Work item: Print every record below exactly as written.

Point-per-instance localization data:
- - -

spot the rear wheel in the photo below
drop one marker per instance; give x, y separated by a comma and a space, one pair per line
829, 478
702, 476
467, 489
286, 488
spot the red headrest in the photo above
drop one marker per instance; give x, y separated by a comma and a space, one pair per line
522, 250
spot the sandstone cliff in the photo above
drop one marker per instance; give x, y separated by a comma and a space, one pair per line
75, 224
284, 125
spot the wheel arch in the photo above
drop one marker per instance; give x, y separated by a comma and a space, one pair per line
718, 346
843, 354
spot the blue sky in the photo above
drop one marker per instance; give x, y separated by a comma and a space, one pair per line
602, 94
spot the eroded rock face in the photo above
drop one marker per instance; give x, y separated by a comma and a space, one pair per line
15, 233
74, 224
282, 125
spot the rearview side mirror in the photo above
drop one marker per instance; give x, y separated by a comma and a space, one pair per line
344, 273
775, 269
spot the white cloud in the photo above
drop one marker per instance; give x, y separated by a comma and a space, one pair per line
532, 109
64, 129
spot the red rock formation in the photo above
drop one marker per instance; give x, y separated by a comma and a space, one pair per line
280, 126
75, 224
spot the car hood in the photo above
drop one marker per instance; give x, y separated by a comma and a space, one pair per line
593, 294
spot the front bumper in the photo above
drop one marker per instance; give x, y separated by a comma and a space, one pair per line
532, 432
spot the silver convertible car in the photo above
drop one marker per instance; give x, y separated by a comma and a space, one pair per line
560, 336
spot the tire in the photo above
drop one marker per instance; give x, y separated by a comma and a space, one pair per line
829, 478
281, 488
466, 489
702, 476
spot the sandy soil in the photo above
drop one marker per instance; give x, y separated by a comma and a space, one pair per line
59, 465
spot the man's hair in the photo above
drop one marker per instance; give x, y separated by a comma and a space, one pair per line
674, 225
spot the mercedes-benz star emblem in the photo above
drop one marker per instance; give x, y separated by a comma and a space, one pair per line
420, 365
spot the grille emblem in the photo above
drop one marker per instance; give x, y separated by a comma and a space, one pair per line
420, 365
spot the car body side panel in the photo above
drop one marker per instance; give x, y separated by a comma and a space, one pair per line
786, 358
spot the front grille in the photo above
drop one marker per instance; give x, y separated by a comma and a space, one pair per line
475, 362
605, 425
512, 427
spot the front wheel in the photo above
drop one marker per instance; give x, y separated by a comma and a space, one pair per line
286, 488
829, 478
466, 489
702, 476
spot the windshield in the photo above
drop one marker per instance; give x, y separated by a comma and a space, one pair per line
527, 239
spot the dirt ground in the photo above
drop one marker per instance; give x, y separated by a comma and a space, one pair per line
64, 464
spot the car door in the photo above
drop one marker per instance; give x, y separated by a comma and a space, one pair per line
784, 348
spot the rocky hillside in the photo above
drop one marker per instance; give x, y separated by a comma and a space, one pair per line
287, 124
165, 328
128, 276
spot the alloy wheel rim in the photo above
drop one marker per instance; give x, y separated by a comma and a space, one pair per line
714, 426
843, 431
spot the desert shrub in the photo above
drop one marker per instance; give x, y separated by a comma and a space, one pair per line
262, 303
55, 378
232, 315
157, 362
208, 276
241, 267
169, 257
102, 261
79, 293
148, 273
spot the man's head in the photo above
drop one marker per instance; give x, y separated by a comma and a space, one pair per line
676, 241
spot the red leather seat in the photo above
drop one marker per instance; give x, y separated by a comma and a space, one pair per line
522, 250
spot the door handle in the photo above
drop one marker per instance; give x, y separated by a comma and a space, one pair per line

- - -

Exercise solution:
spot the rear wheel in the photo below
drop one marker per instance; give x, y separated by a comma and a space, one pair per line
829, 478
702, 476
467, 489
286, 488
spot the red headrest in the photo above
drop one marker per instance; give x, y separated by a comma and a space, one pair per line
522, 250
spot the sandstone cliff in the photo above
drop one marker per instance; give x, y separated by a comma and a space, one pair per line
75, 224
284, 125
spot the wheel arch in the photo above
drop one marker per instance; give x, y separated by a comma and a space, one pair per line
718, 346
843, 354
spot the blue sky in the photo above
drop one marker per instance; give x, y separated by a comma and a space, one pair per line
602, 94
spot the eroded rock face in the photo above
drop one marker per instance; give x, y separated by a comma and a space, one pair per line
15, 233
74, 224
282, 125
spot the rearview side mirror in the photo above
drop one marker per instance; give x, y separated by a comma and a space, one pair per line
344, 273
775, 269
spot the white cloud in the photo above
drop one marker per instance; give x, y separated by a comma and a space, one pair per line
532, 109
64, 129
spot the red rock formation in the photo above
drop one marker per instance; give x, y separated by a comma and a space, one pair per line
280, 126
75, 224
spot the car hood in the photo above
drop one marker per instance; give x, y separated by a comma and a space, one pair per line
593, 294
spot the front bumper in the photo above
drop one marker per instance; give x, y separated by a comma and a space, one pair per line
532, 432
spot the silver convertible car in the photo above
drop one marker per instance; give x, y separated by a comma and a space, one pair per line
560, 336
spot the tire in the photo above
drop one marker per instance; give x, y separated by a comma and a space, one pair per line
829, 478
281, 488
466, 489
702, 476
spot the sandy soil in the photo above
drop one marker per instance; give x, y separated by a comma and a space, one pair per line
59, 465
spot the man's hair in the photo above
drop one marker per instance; give x, y separated by a comma and a space, one pair per line
674, 225
spot the mercedes-benz star emblem in the photo above
drop one marker per instance; give x, y separated by a comma and a space, one pair per line
420, 365
spot the grille emblem in the photo above
drop one marker per instance; give x, y separated by a comma and a space, one pair per line
420, 365
spot the car body side panel in the photo above
drop one marker per instance; give x, y separated by a comma and a space, one pair per line
786, 358
spot the front grille in the photo above
drop one marker per instance; give x, y separated by a comma and a space, one pair per line
475, 362
605, 425
512, 427
spot the front wheel in the photo above
drop one marker per instance; give x, y separated by a comma and a space, one pair per line
286, 488
829, 478
466, 489
702, 476
spot the windshield in the photo above
drop one marker per instance; give x, y separated by a comma and a space, one pair per line
527, 239
spot the dirt ground in the photo above
drop one marker per instance; give x, y separated by a comma and a space, one pair per line
64, 464
spot the car door in the photo above
drop one marker per instance; give x, y separated by a comma and a space, one pair per line
784, 348
spot the rocky hillside in the photo above
drop one marker per instance; give x, y separated by a comma and a space, one pair per line
287, 124
165, 328
128, 276
spot the alloy wheel rim in the photo above
drop one marker per instance; give x, y separated by a comma and a space, one pair per line
714, 426
843, 431
spot the desert shrub in the photo above
drop one marker per instance; give x, y separated by a comma and a space, one pair per line
262, 303
55, 378
232, 315
157, 362
208, 276
241, 267
169, 257
102, 261
79, 293
148, 273
spot the man's head in the photo above
drop one marker per instance; give x, y separated by a comma and a space, one pair per line
676, 241
spot the red leather seat in the photo above
drop one marker per instance; give x, y separated by a comma and a space, one pair per line
522, 250
spot the door handle in the photo above
drop one marker per instance; give x, y separated by a comma and a space, one pair per line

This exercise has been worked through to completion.